■ **Problem to work on**
The lines needed are those below that contain the word "floor"; copy each one.

-- Data for processing follows --

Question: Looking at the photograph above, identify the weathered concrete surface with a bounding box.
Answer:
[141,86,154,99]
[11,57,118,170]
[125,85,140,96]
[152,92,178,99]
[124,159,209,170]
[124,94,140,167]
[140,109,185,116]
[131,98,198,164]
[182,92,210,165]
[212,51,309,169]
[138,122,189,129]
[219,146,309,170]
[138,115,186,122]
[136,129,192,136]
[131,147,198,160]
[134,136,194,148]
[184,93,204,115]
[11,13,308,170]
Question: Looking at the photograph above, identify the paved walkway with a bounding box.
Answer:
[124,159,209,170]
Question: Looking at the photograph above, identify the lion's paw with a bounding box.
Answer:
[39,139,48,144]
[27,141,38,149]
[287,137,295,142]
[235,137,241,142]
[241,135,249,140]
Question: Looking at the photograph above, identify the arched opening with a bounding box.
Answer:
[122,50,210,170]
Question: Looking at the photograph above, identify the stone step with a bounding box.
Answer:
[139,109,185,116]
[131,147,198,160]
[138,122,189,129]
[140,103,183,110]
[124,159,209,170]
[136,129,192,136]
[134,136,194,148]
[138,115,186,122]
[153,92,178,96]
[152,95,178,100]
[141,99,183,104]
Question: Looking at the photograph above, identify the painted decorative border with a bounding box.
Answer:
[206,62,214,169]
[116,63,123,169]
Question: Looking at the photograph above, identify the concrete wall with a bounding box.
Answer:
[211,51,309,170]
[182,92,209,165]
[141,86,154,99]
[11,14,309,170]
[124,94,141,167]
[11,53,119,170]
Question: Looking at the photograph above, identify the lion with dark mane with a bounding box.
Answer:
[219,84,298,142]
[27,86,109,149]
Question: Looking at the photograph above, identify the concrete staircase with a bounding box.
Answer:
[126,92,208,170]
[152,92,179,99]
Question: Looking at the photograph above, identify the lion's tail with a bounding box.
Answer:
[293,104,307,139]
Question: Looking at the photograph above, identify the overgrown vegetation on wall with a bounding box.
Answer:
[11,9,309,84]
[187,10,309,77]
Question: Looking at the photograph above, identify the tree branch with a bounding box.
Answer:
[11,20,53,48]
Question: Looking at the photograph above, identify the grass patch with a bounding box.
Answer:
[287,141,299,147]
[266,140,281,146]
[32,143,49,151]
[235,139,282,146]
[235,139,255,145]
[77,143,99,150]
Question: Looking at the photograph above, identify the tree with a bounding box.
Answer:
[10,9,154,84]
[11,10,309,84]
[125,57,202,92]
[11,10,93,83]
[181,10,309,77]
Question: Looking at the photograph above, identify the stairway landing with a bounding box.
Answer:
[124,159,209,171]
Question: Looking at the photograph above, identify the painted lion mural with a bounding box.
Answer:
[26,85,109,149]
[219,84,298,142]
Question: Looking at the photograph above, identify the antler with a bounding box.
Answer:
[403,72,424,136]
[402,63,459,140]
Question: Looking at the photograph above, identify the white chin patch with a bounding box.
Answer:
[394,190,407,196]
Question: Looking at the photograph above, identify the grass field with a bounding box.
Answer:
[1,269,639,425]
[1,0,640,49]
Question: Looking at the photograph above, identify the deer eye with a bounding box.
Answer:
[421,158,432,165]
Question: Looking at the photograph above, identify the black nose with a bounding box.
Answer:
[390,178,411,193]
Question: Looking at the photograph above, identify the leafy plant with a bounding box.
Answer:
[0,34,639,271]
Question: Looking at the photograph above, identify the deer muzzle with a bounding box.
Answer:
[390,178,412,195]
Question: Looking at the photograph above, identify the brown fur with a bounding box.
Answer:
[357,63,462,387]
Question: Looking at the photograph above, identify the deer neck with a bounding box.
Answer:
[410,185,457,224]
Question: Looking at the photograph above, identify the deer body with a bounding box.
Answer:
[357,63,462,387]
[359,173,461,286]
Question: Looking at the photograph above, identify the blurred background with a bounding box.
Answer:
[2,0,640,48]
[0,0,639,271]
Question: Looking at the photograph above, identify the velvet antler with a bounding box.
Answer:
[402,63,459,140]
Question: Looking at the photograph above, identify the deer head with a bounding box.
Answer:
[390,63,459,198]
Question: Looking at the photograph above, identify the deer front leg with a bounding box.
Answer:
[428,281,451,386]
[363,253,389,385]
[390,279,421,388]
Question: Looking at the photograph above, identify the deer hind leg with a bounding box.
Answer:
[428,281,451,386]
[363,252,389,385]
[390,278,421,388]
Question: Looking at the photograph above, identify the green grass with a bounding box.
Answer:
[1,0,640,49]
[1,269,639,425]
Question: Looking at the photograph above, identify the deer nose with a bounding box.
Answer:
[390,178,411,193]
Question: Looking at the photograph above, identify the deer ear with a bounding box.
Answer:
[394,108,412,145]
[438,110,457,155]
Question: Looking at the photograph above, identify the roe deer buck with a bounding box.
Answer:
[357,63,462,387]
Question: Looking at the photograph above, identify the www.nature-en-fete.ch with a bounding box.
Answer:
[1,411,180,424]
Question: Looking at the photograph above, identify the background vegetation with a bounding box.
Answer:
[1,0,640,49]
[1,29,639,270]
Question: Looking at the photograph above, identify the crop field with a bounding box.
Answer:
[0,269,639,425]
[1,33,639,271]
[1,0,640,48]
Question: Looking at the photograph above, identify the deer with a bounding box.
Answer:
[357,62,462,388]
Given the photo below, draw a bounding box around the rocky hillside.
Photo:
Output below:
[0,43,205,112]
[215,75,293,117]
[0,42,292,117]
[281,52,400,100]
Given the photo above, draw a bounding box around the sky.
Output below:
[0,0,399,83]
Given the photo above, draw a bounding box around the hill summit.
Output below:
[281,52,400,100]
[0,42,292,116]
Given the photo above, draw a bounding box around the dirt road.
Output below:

-- Data for processing concluded --
-- Data for processing follows --

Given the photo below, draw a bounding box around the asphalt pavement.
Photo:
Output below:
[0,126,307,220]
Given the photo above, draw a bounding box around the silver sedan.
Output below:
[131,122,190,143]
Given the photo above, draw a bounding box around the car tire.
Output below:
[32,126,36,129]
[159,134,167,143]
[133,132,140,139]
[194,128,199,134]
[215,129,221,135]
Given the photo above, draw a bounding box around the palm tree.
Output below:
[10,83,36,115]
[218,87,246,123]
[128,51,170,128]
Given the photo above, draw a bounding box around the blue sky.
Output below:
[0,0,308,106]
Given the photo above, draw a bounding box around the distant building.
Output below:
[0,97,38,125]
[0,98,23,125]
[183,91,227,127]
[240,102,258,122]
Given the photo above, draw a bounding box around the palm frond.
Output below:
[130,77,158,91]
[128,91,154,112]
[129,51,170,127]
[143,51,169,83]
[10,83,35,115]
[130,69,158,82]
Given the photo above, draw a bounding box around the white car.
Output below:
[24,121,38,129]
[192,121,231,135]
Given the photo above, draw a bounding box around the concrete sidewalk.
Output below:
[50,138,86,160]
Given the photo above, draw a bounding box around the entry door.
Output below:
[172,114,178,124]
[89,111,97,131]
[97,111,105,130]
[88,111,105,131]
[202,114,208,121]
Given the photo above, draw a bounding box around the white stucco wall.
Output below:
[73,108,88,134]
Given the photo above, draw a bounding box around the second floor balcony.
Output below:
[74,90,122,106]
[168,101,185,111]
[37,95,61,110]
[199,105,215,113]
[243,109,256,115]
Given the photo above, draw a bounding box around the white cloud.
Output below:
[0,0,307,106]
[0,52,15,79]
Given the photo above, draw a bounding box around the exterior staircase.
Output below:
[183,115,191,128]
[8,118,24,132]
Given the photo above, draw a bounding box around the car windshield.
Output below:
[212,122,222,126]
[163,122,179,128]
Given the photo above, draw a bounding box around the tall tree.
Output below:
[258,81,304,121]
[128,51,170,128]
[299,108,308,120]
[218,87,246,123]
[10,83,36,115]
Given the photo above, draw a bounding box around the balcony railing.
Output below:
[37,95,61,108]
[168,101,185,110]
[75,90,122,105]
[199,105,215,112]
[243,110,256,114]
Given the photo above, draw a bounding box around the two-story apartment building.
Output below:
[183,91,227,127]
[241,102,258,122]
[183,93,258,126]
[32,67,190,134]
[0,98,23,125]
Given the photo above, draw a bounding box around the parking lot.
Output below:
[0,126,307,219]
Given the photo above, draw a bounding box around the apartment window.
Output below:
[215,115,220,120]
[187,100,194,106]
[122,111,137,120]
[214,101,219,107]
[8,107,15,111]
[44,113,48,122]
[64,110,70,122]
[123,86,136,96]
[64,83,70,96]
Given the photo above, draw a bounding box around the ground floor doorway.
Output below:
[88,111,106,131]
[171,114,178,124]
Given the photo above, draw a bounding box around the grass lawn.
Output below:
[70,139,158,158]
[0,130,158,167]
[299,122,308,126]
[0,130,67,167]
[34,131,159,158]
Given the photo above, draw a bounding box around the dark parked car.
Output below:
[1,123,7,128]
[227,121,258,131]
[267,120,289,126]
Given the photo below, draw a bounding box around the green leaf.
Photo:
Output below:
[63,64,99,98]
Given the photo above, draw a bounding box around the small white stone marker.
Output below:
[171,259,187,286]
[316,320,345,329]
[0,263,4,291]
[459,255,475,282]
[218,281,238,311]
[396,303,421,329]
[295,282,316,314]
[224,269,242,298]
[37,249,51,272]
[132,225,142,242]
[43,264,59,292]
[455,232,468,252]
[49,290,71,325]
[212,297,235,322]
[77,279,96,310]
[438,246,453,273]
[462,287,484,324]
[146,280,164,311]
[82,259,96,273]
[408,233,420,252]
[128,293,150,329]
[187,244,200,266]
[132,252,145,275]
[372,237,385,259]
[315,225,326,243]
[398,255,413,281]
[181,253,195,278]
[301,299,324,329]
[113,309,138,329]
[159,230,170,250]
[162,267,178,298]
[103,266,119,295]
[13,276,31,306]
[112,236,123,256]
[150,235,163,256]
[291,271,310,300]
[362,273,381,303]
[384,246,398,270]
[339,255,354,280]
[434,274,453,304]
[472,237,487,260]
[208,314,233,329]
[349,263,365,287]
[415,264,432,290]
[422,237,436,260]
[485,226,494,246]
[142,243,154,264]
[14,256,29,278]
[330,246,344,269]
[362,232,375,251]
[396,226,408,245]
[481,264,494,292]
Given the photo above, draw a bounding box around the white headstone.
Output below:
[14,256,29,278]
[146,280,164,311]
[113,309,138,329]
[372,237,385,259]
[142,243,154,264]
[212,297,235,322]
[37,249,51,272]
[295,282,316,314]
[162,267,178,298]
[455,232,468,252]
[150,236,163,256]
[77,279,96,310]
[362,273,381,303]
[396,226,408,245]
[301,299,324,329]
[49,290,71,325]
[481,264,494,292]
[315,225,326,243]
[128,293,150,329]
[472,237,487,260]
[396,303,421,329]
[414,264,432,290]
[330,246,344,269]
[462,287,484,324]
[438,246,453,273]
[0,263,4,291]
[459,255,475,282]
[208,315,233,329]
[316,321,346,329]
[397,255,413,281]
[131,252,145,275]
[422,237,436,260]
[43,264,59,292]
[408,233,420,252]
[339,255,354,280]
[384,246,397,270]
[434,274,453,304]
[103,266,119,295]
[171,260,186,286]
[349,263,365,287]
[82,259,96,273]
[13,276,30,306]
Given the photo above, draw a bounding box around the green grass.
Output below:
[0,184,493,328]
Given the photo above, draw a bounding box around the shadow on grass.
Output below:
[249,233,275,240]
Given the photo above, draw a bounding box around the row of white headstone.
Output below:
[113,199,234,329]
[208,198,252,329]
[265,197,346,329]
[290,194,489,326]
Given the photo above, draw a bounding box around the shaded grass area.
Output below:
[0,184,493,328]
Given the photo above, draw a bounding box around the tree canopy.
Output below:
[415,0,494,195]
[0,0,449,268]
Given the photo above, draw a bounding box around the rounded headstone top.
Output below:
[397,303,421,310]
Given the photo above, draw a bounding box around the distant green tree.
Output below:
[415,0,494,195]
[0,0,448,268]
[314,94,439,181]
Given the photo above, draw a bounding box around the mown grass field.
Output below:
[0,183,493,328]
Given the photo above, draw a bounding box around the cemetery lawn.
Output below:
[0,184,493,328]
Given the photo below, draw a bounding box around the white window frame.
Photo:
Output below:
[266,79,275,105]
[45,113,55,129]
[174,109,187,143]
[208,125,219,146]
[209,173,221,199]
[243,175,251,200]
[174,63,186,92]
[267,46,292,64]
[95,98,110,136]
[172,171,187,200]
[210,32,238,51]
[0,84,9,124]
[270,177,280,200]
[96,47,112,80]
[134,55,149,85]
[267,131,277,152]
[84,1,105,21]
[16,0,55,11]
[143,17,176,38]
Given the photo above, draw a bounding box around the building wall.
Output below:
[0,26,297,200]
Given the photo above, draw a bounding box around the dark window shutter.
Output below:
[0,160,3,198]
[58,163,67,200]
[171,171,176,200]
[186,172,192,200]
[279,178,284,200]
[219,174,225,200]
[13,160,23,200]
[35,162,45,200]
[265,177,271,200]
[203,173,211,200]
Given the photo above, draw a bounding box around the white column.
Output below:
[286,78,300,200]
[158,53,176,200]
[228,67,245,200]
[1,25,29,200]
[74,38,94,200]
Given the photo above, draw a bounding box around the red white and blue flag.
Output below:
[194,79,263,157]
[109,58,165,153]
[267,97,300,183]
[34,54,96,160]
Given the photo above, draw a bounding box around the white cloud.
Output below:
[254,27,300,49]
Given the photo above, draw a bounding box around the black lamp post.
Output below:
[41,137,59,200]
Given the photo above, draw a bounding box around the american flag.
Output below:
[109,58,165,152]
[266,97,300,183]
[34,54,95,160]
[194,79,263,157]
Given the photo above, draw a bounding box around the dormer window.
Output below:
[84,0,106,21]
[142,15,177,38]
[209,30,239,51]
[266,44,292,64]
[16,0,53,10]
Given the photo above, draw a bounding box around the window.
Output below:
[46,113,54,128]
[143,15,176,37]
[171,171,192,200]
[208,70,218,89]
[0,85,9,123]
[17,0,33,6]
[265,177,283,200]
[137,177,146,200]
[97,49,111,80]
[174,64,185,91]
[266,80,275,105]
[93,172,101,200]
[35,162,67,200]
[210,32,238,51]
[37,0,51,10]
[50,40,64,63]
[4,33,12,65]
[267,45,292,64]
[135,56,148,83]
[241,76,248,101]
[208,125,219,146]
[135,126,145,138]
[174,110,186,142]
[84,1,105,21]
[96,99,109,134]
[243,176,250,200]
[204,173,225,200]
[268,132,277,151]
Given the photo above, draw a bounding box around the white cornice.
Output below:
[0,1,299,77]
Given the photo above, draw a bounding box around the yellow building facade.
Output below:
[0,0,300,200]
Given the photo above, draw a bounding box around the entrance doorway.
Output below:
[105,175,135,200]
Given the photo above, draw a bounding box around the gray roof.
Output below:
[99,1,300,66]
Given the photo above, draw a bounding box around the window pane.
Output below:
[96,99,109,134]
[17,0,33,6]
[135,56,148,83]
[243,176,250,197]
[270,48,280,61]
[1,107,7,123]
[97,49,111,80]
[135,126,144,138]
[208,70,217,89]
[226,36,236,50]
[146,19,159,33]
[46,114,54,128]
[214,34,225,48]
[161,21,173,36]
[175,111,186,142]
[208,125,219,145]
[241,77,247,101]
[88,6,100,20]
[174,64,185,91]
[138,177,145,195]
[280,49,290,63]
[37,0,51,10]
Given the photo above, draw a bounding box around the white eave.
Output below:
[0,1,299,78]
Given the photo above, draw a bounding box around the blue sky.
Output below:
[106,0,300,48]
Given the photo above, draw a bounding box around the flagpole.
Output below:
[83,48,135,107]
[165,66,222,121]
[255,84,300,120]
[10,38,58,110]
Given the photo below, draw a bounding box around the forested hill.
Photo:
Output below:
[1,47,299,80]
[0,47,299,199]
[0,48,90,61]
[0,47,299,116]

-- Data for processing concluded --
-- Data for processing follows --

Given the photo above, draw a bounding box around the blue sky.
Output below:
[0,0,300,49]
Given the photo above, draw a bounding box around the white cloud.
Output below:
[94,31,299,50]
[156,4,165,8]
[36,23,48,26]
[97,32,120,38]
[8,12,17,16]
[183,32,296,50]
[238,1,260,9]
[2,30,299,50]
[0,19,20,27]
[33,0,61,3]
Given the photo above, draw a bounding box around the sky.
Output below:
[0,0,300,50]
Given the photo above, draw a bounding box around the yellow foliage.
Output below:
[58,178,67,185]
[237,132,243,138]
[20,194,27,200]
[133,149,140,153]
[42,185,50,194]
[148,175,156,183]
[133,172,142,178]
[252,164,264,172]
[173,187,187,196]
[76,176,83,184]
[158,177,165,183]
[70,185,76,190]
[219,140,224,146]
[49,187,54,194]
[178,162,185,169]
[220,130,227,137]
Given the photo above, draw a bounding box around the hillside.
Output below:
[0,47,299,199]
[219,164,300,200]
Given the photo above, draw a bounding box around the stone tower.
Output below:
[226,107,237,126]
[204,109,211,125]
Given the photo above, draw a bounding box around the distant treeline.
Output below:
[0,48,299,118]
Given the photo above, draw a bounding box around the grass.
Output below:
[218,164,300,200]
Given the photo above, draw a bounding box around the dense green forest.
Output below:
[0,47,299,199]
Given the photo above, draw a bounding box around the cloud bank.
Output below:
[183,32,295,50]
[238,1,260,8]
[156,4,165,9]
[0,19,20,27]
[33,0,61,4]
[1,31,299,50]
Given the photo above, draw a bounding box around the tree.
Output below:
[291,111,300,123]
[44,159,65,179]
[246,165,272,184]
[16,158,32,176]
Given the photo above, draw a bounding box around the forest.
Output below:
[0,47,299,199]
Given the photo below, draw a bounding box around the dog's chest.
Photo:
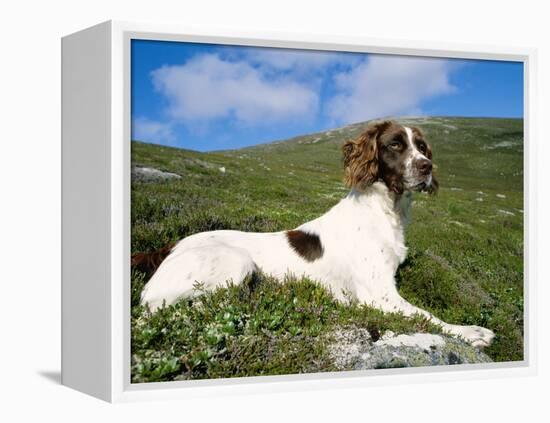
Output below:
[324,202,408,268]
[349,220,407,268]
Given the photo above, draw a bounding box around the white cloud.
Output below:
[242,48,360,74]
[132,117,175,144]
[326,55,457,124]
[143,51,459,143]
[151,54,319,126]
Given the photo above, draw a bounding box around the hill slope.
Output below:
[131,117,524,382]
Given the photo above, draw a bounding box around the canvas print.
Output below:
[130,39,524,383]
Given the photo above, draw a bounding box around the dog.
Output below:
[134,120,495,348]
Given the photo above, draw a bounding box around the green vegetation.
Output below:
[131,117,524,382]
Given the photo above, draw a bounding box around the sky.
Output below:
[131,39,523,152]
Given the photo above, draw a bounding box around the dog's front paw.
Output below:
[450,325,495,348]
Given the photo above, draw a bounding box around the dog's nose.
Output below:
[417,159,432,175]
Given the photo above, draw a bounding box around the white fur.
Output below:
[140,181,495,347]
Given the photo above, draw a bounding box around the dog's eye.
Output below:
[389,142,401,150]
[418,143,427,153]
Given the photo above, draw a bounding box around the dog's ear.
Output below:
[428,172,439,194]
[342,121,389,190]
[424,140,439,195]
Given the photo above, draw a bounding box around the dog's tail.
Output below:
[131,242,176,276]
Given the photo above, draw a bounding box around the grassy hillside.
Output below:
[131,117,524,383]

-- Data for processing concluded --

■ **Answer**
Given the photo above, draw a bounding box around the second floor balcony.
Given the photo above, draw a bounding box around the ground floor doorway.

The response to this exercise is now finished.